WHAT TO PRODUCE → What you return must match the records exactly, with every line included.

Data entries
------
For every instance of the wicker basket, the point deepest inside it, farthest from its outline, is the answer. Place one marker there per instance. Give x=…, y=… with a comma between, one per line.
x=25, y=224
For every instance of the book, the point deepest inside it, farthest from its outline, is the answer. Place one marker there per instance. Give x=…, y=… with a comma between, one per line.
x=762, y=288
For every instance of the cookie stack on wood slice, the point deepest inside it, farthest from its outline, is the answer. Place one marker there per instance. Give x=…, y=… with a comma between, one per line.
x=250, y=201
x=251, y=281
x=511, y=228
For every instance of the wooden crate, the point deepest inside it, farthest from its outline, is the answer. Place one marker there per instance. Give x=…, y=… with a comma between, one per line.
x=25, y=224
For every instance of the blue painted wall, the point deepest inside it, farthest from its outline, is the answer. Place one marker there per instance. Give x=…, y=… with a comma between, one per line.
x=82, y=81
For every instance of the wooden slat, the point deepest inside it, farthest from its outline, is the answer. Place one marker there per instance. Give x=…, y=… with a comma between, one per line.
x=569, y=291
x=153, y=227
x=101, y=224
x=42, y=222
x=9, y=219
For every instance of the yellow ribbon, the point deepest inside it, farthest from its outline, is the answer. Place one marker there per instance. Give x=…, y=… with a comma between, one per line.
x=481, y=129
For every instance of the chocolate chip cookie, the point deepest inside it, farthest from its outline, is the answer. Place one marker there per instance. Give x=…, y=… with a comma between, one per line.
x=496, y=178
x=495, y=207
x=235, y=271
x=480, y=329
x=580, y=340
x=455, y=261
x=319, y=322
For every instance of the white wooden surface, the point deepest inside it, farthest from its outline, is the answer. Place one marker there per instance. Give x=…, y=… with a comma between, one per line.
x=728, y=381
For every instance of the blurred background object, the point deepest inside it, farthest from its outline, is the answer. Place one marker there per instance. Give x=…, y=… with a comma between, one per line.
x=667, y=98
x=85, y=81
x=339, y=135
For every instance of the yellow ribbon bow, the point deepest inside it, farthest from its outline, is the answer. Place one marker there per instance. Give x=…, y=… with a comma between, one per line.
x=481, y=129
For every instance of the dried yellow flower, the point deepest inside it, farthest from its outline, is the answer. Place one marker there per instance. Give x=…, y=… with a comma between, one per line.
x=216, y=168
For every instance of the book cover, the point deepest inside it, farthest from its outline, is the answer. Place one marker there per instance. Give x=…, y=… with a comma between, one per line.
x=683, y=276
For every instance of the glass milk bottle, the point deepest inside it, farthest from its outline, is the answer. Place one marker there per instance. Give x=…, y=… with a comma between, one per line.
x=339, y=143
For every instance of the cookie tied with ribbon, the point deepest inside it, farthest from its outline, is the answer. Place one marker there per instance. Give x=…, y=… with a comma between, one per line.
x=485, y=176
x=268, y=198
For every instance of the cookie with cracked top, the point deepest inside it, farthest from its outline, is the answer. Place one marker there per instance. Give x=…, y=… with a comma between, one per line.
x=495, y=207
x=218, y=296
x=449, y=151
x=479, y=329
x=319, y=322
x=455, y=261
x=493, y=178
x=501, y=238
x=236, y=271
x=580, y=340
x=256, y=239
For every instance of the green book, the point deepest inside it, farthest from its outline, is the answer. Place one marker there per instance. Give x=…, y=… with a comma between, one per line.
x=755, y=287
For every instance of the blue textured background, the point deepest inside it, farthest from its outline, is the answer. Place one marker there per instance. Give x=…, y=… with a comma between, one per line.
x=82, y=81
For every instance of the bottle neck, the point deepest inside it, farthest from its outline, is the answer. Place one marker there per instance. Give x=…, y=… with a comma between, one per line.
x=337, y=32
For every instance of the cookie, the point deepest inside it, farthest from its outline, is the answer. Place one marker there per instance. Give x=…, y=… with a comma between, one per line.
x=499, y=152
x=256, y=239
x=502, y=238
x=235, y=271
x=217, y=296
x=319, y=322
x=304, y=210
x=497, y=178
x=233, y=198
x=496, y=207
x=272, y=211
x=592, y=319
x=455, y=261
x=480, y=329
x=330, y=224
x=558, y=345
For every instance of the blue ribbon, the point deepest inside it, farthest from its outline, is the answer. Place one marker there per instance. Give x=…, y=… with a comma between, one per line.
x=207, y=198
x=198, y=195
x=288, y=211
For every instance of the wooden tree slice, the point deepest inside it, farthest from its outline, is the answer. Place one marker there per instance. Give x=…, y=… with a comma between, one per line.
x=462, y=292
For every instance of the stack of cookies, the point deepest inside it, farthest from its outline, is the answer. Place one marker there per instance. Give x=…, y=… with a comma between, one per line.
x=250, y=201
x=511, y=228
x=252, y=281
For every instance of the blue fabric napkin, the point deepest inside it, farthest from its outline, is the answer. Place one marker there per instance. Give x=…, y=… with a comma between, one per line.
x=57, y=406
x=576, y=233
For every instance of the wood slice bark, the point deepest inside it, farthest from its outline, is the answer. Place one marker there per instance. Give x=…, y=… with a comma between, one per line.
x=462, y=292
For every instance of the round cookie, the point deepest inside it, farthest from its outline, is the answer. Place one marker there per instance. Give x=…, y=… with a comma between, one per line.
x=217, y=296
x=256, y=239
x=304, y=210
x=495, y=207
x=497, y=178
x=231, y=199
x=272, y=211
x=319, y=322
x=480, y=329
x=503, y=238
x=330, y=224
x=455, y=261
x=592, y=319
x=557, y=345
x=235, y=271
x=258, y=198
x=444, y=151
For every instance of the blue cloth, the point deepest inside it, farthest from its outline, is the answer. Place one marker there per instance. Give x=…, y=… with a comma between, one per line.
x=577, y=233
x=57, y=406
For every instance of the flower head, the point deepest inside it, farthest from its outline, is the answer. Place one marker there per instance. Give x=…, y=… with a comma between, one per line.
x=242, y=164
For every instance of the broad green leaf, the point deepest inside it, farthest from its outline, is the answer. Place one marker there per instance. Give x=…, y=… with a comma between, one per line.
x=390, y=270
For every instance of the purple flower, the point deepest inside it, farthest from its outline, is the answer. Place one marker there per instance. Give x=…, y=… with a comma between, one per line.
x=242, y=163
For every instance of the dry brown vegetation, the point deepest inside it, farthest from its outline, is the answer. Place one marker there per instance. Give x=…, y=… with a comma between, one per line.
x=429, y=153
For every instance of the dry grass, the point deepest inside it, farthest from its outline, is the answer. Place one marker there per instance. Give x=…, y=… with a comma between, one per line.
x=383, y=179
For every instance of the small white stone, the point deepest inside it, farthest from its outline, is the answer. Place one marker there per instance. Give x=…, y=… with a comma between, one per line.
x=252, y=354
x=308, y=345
------
ANSWER TO THE PROBLEM →
For every instance of the wicker basket, the point deepest inside it, farthest from its outline, is the answer. Place one marker there per instance. Give x=…, y=… with a comma between, one per line.
x=25, y=224
For every instance of the book, the point deepest inside it, farthest from its outline, is the answer. Place one marker there per instance. Give x=…, y=… with a comma between, one per line.
x=762, y=288
For every instance of the cookie stack on wood slice, the point deepest inside it, farthest from its outline, is the answer. Place one marker there per instance. Give x=…, y=… with a comma between, one per line.
x=250, y=201
x=251, y=281
x=511, y=228
For every instance of the wooden crate, the point deepest inside it, farthest from its outline, is the answer. Place one marker there per instance. Give x=…, y=… with a comma between, one per line.
x=25, y=224
For every instance of the blue painted wall, the point deepest inside it, farthest from its outline, is the answer. Place one marker there per instance. Give x=…, y=… with a comma between, one per line.
x=82, y=81
For every instance of the wooden slat, the point deepest inside it, farthest from its outline, is the answer. Place one marker there per instance. Give x=…, y=… with a comma between, one per line.
x=569, y=291
x=153, y=227
x=101, y=224
x=42, y=222
x=9, y=219
For every instance of the yellow ribbon, the point deepest inside it, farthest from its outline, is the answer. Place one marker there per instance. Give x=…, y=… with a comma between, one per line.
x=481, y=129
For every instance of the chocolate chip cookie, the point deepest inside it, farthest from its outline, is the answer. Place one marker there per instance. Give x=…, y=… with a comma between, one per line.
x=496, y=178
x=495, y=207
x=235, y=271
x=480, y=329
x=580, y=340
x=455, y=261
x=319, y=322
For every instance of the white wooden surface, the point deepest inside it, farthest from its outline, is the answer. Place one marker there per instance. Give x=…, y=… with a comma between, one per line.
x=728, y=381
For every instance of the blurred background object, the point deepest inside it, farthest from its outline, is the answer. Place one marker there per instance. Give x=…, y=… with a comma between, one per line.
x=667, y=98
x=85, y=81
x=339, y=135
For every instance of the yellow ribbon bow, the point deepest inside it, farthest from its outline, is the answer. Place one marker there per instance. Give x=…, y=… with a comma between, one per line.
x=481, y=129
For every instance of the dried yellow flower, the point deepest inside it, farthest from its outline, is the answer. Place one marker there per instance. Give x=…, y=… with a comma between, one per line.
x=216, y=168
For every instance of the book cover, the point deepest inside it, farthest from its outline, is the answer. Place one marker there per instance. Give x=…, y=… with a comma between, one per line.
x=683, y=276
For every instance of the glass milk bottle, the point deepest inside it, farthest from its outline, is the answer. Place one marker there per instance. Give x=…, y=… with a comma between, one per line.
x=339, y=143
For every instance of the cookie tied with ribbon, the point deepest inside it, farthest from its outline, is the answer. Place one marker there per instance. Give x=…, y=… with a comma between, one per line.
x=485, y=176
x=268, y=198
For every instance of the cookie with cracked top, the point deepest inside it, farthest from its outline, is the answer. Place one marker there per instance. Give x=…, y=… with a comma between, one per line.
x=495, y=207
x=218, y=296
x=449, y=151
x=479, y=329
x=319, y=322
x=455, y=261
x=493, y=178
x=501, y=238
x=236, y=271
x=580, y=340
x=256, y=239
For every instance of the green book, the point deepest inside it, farthest from its outline, is the answer. Place one marker there per instance. Give x=…, y=… with a comma between, one per line.
x=755, y=287
For every instance of the blue textured background, the point deepest inside it, farthest from its outline, is the answer. Place one marker there per instance. Give x=…, y=… with a comma between, one per line.
x=82, y=81
For every instance of the bottle neck, the point deepest inside it, farthest from its outline, is the answer. Place one marker there per instance. Give x=…, y=… with a comma between, one per line.
x=337, y=32
For every instance of the cookie, the point deepest inside it, farthest from its outline, is the answer. Place one marker there per instance. Give x=…, y=… with a comma between, one per line.
x=499, y=152
x=256, y=239
x=502, y=238
x=235, y=271
x=217, y=296
x=319, y=322
x=304, y=210
x=497, y=178
x=233, y=198
x=496, y=207
x=272, y=211
x=592, y=319
x=455, y=261
x=480, y=329
x=330, y=224
x=558, y=345
For every instance of the blue ribbon, the point deepest inside it, farthest from its outline, is the answer. Place one marker there per instance. Give x=…, y=… with a comma between, one per line.
x=207, y=198
x=198, y=195
x=288, y=211
For every instance of the wooden tree slice, the point deepest inside it, farthest from its outline, is the answer. Place one marker there per instance. Give x=…, y=… with a comma between, one per line.
x=462, y=292
For every instance of the stack of cookies, the point deepest inside it, farthest from its outline, is the answer. Place one marker there per instance. Give x=…, y=… with a comma between, one per line.
x=250, y=201
x=511, y=228
x=252, y=281
For every instance of the blue fabric napkin, the point deepest inside it, farthest from its outline, is the answer. Place one marker there per instance. Give x=…, y=… with a comma between, one per line.
x=57, y=406
x=576, y=233
For every instance of the wood slice bark, the point deepest inside it, farthest from its outline, is the answer. Place one marker there per instance. Give x=…, y=… with a comma between, one per line.
x=462, y=292
For every instance of the round cookie, the point deepest inside it, farthest from its outline, is the answer. Place one marker there per instance. Give x=…, y=… with a comma between, one per line.
x=217, y=296
x=256, y=239
x=304, y=210
x=495, y=207
x=497, y=178
x=231, y=199
x=272, y=211
x=319, y=322
x=480, y=329
x=503, y=238
x=330, y=224
x=455, y=261
x=592, y=319
x=557, y=345
x=235, y=271
x=258, y=198
x=444, y=151
For every instance of the blue cloth, the point deepest inside it, farthest from its outline, is the answer. Place one marker there per instance. Give x=…, y=… with a comma between, one per line.
x=577, y=233
x=57, y=406
For every instance of the flower head, the point deepest inside it, farthest from its outline, is the answer. Place one marker there per instance. Give x=…, y=… with a comma between, one per line.
x=242, y=164
For every instance of the broad green leaf, the point deepest inside it, farthest from its outline, is the answer. Place one marker there per instance. Give x=…, y=… with a comma between, one per line.
x=390, y=270
For every instance of the purple flower, the point deepest inside it, farthest from its outline, is the answer. Place one marker there per instance. Give x=…, y=… with a comma between, one per line.
x=242, y=163
For every instance of the dry brown vegetation, the point deepest inside it, farthest from its outline, is the answer. Place one marker there per instance. Give x=…, y=… with a comma between, one per line.
x=429, y=153
For every instance of the dry grass, the point deepest inside it, farthest from its outline, is the answer. Place one marker there per instance. Give x=…, y=… with a comma between, one per line.
x=383, y=179
For every instance of the small white stone, the point deepest inside it, farthest from its outline, is the answer. Place one marker there per instance. Give x=…, y=… with a comma between, one per line.
x=252, y=354
x=308, y=345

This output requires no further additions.